On American campuses we have seen professors being screamed at and journalists being manhandled by mobs of students rallying under the banner of the Safe Space. “You make us feel unsafe and therefore we will destroy you” – that is the perverted rallying cry of today’s student radicals.
That Safe Spaces can generate so much unsafety is revealing. It exposes the iron fist of authoritarianism that lurks within the velvet glove of the self-esteem movement. It exposes the dark side to the cult of therapy and the idea that an individual’s feeling of self-worth should override other people’s right to express themselves as they see fit.
The motor of campus censorship is a profound feeling of psychic vulnerability among students. They see everything as a threat to their mental security. Statues of old dead white men, novels that feature sexual violence, pop songs… everything is considered potentially wounding.
This is best summed up in the idea of microaggressions, where even innocent, everyday conversation is reframed as a peril. The Oxford students currently trying to have a statue of Cecil Rhodes taken down describe the statue as an “environmental microaggression”. Even inanimate objects are experienced as an attack on the self.

◆ **What you have to do**: Please continue the passage on campus Safe Spaces and censorship, starting after its final sentence.

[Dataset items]
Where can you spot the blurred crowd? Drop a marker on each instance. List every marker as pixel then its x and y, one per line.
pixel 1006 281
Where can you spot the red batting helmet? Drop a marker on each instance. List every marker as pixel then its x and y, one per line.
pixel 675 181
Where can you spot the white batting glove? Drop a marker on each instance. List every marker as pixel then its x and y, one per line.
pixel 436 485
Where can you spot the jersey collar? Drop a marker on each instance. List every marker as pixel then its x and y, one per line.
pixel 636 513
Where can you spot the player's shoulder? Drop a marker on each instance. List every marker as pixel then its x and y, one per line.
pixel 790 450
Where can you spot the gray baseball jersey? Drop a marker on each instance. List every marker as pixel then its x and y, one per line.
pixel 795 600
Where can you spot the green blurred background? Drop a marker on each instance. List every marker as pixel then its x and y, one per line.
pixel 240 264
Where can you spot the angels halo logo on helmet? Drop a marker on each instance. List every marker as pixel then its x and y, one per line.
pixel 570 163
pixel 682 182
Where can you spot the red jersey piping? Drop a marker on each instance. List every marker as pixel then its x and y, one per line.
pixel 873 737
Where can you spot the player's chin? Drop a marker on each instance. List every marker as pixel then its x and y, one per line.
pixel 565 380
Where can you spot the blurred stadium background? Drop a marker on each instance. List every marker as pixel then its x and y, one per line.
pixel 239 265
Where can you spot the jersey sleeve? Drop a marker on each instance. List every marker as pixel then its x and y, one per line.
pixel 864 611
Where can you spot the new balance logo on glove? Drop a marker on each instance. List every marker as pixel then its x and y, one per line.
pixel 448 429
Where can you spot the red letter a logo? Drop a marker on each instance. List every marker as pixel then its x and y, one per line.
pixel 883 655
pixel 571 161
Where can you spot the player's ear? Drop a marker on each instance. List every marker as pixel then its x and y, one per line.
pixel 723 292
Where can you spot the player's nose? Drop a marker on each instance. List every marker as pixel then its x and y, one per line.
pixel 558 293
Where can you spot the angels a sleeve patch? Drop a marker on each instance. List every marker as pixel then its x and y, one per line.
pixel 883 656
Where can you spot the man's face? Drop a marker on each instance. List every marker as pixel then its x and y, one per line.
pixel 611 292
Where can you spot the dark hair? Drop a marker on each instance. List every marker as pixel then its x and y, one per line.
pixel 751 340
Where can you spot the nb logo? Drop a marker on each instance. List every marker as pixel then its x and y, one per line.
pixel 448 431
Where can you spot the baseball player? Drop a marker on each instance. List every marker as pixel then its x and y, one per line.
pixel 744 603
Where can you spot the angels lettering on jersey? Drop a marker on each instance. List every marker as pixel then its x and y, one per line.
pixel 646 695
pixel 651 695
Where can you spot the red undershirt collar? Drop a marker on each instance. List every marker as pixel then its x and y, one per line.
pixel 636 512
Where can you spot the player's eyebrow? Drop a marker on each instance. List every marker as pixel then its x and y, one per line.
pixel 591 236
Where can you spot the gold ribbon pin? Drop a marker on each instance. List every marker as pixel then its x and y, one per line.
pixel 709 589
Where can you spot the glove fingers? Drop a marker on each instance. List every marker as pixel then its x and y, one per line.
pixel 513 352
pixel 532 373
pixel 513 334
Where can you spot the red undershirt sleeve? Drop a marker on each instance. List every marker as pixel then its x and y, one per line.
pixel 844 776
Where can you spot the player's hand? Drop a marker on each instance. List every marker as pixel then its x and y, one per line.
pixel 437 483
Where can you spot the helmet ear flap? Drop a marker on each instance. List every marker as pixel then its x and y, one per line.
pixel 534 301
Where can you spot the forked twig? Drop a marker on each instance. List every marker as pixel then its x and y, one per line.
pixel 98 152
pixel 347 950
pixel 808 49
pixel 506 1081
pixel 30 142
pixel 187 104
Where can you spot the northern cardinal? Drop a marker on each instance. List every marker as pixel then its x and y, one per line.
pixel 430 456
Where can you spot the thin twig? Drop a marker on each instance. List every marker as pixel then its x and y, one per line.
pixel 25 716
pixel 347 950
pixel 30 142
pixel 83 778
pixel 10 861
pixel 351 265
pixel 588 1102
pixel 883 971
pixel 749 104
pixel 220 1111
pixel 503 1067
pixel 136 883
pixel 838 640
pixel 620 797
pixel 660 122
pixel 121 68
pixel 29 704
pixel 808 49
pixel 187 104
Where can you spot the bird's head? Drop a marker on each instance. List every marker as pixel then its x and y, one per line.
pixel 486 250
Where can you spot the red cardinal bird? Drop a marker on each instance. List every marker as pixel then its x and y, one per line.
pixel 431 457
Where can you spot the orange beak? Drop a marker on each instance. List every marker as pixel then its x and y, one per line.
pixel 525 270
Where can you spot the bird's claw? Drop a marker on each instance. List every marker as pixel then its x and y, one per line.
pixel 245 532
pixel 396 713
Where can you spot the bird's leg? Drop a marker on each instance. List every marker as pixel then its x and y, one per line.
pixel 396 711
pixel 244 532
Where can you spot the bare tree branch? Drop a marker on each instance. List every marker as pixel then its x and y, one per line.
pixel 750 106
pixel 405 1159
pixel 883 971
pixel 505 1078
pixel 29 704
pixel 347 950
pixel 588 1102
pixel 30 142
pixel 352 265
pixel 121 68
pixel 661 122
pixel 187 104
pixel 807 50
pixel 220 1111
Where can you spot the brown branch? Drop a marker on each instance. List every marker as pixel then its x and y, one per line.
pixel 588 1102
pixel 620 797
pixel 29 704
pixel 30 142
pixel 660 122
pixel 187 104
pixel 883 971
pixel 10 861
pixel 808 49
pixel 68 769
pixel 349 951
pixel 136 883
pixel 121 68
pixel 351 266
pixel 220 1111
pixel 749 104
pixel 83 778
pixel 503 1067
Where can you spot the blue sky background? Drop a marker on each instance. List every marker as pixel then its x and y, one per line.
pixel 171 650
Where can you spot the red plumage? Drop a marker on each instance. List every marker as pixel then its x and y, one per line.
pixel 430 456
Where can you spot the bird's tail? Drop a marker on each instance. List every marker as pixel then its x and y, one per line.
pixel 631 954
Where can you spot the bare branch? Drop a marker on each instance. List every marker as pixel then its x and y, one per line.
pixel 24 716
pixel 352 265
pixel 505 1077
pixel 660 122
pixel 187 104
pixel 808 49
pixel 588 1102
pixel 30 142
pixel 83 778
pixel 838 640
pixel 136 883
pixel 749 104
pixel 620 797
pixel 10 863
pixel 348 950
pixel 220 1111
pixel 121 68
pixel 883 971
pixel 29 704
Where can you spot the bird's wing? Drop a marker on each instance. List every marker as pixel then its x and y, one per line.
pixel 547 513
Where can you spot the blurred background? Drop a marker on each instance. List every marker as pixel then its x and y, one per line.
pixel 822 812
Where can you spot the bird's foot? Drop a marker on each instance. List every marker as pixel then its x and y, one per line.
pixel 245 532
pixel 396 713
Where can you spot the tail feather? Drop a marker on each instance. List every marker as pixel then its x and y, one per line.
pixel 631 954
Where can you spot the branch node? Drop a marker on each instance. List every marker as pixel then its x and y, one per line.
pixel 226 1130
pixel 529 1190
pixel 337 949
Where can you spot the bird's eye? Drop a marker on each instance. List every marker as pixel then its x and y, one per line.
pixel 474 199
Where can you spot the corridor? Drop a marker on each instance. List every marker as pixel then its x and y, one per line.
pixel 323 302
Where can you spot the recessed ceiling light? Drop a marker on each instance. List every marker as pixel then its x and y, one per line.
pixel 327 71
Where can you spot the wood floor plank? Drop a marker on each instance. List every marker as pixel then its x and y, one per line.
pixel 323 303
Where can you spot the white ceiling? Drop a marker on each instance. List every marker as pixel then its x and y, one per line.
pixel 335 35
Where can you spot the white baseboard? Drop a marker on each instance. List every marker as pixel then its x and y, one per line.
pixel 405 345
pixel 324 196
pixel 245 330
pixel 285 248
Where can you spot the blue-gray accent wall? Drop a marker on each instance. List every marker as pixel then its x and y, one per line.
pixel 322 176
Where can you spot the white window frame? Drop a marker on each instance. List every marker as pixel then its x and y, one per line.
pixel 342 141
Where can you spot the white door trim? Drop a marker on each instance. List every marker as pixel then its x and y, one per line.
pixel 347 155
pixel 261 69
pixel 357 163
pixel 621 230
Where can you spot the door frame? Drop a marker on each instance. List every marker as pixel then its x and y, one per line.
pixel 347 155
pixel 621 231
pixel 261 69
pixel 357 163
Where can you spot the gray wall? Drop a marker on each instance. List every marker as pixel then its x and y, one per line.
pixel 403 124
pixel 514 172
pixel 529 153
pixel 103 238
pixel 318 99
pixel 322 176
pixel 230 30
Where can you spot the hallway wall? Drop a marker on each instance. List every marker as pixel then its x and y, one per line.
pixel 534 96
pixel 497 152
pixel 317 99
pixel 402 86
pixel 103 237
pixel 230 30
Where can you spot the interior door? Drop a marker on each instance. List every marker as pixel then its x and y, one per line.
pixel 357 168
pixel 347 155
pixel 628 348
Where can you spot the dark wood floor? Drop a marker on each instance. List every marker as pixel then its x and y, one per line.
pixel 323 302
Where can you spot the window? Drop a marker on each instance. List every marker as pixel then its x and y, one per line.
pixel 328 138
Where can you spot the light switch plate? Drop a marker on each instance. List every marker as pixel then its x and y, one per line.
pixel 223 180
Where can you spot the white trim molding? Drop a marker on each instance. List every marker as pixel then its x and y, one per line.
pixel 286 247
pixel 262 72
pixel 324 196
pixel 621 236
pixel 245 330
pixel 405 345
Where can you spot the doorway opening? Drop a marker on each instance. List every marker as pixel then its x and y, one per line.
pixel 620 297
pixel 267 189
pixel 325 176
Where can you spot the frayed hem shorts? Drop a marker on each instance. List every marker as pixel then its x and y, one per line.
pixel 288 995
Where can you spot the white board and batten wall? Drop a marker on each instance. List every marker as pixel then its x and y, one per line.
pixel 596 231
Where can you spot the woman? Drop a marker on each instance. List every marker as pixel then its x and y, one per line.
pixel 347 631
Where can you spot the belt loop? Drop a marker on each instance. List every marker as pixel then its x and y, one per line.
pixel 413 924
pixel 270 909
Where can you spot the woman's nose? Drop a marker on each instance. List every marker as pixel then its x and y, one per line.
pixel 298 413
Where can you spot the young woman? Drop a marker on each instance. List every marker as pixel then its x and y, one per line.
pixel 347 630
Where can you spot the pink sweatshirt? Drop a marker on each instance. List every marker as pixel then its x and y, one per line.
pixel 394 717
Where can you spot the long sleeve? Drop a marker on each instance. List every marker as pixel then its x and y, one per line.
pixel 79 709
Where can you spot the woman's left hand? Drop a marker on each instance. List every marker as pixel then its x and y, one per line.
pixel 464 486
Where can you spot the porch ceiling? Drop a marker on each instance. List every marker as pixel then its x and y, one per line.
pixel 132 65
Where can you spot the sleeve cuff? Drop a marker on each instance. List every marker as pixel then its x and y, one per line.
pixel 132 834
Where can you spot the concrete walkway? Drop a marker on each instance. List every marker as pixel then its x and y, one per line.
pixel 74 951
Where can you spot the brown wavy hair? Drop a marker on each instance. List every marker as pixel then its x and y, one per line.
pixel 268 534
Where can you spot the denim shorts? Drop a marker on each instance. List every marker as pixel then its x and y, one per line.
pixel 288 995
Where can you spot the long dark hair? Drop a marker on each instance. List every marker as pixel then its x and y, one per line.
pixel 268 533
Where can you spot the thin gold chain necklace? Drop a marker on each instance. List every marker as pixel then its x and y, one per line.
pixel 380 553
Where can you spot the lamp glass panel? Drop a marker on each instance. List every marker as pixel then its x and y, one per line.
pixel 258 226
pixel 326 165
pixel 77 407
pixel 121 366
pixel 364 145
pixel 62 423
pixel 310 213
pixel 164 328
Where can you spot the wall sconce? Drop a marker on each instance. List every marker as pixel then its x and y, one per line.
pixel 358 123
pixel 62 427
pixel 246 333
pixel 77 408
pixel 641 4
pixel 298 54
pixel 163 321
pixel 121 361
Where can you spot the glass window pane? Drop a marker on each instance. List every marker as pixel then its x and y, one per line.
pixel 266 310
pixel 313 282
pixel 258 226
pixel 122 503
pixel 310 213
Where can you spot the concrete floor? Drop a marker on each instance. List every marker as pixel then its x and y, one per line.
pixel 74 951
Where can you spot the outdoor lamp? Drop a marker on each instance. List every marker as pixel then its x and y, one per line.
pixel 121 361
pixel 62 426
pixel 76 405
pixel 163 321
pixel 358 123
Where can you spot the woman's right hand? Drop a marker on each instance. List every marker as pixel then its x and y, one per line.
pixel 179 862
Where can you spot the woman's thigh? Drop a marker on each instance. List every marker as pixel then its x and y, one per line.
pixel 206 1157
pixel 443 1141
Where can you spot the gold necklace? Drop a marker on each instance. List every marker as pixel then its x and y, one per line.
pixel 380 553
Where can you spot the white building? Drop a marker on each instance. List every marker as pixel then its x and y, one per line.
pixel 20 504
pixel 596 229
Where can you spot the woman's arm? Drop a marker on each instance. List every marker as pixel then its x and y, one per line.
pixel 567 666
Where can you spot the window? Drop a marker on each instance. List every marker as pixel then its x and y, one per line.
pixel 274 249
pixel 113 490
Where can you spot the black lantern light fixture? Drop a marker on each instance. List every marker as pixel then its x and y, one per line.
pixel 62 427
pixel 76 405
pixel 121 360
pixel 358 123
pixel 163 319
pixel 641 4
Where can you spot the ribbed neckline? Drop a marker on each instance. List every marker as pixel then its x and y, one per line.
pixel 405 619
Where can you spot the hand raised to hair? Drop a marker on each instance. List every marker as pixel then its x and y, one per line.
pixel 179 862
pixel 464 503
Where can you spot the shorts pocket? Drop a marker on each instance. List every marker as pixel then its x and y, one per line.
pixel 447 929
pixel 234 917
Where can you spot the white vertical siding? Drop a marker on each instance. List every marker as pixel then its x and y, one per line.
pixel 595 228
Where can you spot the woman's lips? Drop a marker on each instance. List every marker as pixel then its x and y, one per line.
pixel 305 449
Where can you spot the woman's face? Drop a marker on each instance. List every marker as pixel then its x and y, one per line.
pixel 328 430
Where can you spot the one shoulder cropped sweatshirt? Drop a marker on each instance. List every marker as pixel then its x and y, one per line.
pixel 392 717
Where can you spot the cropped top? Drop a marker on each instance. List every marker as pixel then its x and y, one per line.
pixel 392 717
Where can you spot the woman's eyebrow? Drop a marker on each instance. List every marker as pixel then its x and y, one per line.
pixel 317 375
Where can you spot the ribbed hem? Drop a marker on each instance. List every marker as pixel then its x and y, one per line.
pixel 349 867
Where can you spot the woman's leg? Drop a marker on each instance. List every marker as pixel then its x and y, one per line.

◆ **Expected answer**:
This extreme psychic vulnerability confirms that we’re entering a new and quite terrifying era of censorship. Once we had ideological censorship, designed to elevate a particular political outlook by suppressing others. We had religious censorship, designed to protect a certain belief system through crushing blasphemy. Now we have therapeutic censorship – censorship which aspires to squash or at least demonise anything that any individual finds aggressive, uncomfortable, or wounding to their worth. It is a tyranny of self-regard.
This censorship is more insidious than the old censorships. It is vast and unwieldy and can turn its attention to almost anything: magazines, clothing, monuments, jokes, conversational blunders. It’s as if students feel they deserve their own personal blasphemy law to protect them from scurrilous comments or images or objects. We have a generation of little Jesuses, threatening menaces against anyone who says something that stings their psychic health.
Campus censors can’t be held entirely responsible for this therapeutic censorship. In fact, in many ways they are the products of a culture that has been growing for decades: a culture of diminished moral autonomy; a culture which sees individuals as fragile and incapable of coping without therapeutic assistance; a culture which treats individual self-esteem as more important than the right to be offensive; a culture that was developed by older generations – in fact by the fortysomethings and fiftysomethings now mocking campus censors as infantile and ridiculous.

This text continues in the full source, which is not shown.